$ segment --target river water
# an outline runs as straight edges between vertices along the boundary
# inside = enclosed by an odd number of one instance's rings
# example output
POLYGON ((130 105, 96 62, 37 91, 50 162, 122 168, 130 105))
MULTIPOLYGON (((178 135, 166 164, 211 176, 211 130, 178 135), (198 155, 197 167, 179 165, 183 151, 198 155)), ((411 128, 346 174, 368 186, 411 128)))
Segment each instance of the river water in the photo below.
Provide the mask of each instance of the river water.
--
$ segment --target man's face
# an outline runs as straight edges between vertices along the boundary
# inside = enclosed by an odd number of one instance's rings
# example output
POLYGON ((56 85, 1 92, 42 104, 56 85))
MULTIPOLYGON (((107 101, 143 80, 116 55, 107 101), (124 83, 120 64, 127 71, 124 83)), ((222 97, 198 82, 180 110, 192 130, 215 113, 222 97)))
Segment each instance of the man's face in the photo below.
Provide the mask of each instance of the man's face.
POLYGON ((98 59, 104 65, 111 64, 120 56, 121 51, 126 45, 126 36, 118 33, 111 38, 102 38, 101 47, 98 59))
==
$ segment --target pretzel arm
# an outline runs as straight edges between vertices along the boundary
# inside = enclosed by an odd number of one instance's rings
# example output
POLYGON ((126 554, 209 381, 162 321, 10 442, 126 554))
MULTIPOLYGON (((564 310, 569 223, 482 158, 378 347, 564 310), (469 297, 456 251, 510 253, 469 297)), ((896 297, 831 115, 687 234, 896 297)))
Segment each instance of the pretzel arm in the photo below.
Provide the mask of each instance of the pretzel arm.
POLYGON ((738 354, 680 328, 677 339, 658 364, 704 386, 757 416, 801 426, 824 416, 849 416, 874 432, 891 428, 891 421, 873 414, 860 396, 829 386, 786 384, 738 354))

### Job
Swap "vertices" for "corner points" in the listing, from the line with "--target river water" up to and including the line with "POLYGON ((130 105, 96". Give back only those lines, with nothing else changed.

### Answer in full
$ segment --target river water
# an outline runs as straight edges between corner points along the boundary
# inside = enclosed by an odd number of one instance's rings
# example output
POLYGON ((130 105, 96 62, 37 91, 50 162, 122 168, 130 105))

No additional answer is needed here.